- **ISTRUZIONE SCRITTA A**: Nell'estratto scelto qui sotto, riscrivi sotto forma di elenco puntato il paragrafo che comincia con "Cristo, dice S. Gregorio", mantenendone i fatti principali.

3.      Il terzo rappresentativo esponente della Chiesa Ortodossa, come abbiamo detto sopra, è il Vescovo di Metone Nicola[57].

         Secondo lui «gli uomini come peccatori sono sottomessi alla morte e al suo capo, il diavolo. Può riuscire a liberarsi per mezzo della morte, non di un uomo, perché lui come colpevole sacrificherà se stesso per se stesso, ma non per un altro.

         Questo uomo, però, deve essere impeccabile. Di questo uomo impeccabile l’amore di Dio, cioè Dio, (il quale con la sua vera sapienza e con la sua filantropia regge tutto l’universo), secondo i suoi disegni eterni, ha previsto che il Figlio di Dio, fattosi uomo, si sarebbe sacrificato per liberare gli uomini dalla schiavitù di satana e del peccato. Questo redentore doveva essere Dio-Uomo, cioè da una parte Dio per essere il suo sacrificio efficace, dall’altra uomo per poter soffrire e per servire agli uomini come modello della lotta contro il male e della vittoria di sé»[58].

 

 

Capitolo V – Il mistero dell’amore e della croce secondo S. Gregorio il Teologo

         San Gregorio il Teologo parla della divina economia in Cristo e dice chiaramente che questa dottrina della morte del Signore sulla croce è dogma di fede, a cui dobbiamo dimostrare silenzio e venerazione, perché è mistero.

         Continua a dire che lui farà tutto il possibile per approfondire questo mistero, cercando di essere chiaro nel limite delle sue possibilità umane.

         Devo conoscere, dice, due cose: primo, per quale ragione si è versato il sangue di Cristo; e secondo, a chi è stato dato questo come riscatto. Studia il tema e si sforza di entrare con il pensiero umano nella sostanza di questo mistero.

         Cristo, dice S. Gregorio, è il Figlio unigenito e il Verbo di Dio Padre. Nelle Scritture viene chiamato sommo sacerdote; viene chiamato anche vittima. E questo, perché come sommo sacerdote ha offerto in sacrificio il proprio sangue, versato sul Golgota in riscatto di molti[59] e in redenzione per tutti[60], secondo le Scritture.

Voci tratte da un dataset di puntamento
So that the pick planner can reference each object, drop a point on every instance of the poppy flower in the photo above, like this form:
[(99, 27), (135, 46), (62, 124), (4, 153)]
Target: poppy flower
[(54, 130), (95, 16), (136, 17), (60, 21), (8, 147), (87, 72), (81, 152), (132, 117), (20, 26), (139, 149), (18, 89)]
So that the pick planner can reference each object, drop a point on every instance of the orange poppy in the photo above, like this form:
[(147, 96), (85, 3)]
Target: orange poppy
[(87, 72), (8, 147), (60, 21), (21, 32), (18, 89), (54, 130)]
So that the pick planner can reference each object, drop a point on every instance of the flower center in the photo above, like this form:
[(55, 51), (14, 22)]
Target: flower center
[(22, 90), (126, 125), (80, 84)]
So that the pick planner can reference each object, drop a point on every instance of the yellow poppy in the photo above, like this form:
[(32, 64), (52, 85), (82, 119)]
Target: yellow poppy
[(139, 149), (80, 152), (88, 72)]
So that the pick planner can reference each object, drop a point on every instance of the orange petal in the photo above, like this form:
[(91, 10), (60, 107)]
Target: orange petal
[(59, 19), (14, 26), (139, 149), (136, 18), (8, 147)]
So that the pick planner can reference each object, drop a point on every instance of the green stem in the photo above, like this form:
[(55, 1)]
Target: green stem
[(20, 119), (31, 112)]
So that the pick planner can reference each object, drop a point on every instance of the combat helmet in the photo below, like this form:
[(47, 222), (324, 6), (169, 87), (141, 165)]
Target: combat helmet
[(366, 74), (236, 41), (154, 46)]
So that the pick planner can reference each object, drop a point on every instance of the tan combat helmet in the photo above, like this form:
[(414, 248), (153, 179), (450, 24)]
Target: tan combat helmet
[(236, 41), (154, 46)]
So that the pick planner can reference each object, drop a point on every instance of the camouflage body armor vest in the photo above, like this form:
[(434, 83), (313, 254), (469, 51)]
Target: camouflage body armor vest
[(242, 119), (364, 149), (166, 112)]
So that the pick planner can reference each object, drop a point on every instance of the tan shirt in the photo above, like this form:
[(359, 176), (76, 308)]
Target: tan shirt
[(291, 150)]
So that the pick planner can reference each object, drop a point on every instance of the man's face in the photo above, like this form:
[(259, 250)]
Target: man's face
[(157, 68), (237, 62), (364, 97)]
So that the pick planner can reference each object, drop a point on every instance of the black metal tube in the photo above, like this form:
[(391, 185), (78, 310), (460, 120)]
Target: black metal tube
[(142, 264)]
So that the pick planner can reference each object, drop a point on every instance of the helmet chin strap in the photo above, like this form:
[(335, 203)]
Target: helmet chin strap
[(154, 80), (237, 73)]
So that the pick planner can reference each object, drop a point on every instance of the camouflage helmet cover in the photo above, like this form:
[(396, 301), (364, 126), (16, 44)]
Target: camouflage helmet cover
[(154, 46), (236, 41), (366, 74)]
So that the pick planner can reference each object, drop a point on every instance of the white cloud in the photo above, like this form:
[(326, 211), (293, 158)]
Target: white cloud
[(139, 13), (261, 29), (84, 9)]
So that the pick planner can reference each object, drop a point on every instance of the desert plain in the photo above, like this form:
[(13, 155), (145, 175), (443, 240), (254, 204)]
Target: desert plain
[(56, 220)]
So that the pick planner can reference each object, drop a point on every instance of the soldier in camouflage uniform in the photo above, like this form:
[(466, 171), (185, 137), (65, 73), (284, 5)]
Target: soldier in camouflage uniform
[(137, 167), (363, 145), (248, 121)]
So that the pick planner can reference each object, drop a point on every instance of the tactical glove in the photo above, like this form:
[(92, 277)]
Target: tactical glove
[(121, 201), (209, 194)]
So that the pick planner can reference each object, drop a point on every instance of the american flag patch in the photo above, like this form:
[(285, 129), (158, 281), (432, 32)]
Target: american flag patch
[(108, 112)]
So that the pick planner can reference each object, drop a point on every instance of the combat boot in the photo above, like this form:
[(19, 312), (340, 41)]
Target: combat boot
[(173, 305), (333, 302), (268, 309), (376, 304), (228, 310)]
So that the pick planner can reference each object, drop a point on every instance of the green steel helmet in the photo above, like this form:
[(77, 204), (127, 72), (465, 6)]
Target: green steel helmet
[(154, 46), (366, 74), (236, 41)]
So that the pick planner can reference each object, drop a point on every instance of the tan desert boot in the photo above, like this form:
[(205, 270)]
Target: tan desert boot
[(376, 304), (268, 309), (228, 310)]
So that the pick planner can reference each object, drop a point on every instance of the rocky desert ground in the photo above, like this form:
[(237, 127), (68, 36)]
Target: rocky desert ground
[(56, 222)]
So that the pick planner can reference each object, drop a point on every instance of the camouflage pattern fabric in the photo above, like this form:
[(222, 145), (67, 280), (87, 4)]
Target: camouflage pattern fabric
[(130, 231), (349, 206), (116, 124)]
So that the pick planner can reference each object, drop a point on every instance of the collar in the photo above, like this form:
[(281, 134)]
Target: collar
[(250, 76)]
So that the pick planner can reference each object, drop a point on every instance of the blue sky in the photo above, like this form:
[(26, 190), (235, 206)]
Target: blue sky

- **ISTRUZIONE SCRITTA B**: Trascrivi senza modifiche le voci, dalla loro prima riga fino alla riga che contiene "[(22, 90), (126, 125), (80, 84)]", inclusa.

- **RISPOSTA A**:
- Secondo S. Gregorio, Cristo è il Figlio unigenito e il Verbo di Dio Padre.
- Nelle Scritture viene chiamato sia sommo sacerdote sia vittima.
- Questo perché, come sommo sacerdote, ha offerto in sacrificio il proprio sangue, versato sul Golgota in riscatto di molti e in redenzione per tutti.

- **RISPOSTA B**:
So that the pick planner can reference each object, drop a point on every instance of the poppy flower in the photo above, like this form:
[(99, 27), (135, 46), (62, 124), (4, 153)]
Target: poppy flower
[(54, 130), (95, 16), (136, 17), (60, 21), (8, 147), (87, 72), (81, 152), (132, 117), (20, 26), (139, 149), (18, 89)]
So that the pick planner can reference each object, drop a point on every instance of the orange poppy in the photo above, like this form:
[(147, 96), (85, 3)]
Target: orange poppy
[(87, 72), (8, 147), (60, 21), (21, 32), (18, 89), (54, 130)]
So that the pick planner can reference each object, drop a point on every instance of the flower center in the photo above, like this form:
[(55, 51), (14, 22)]
Target: flower center
[(22, 90), (126, 125), (80, 84)]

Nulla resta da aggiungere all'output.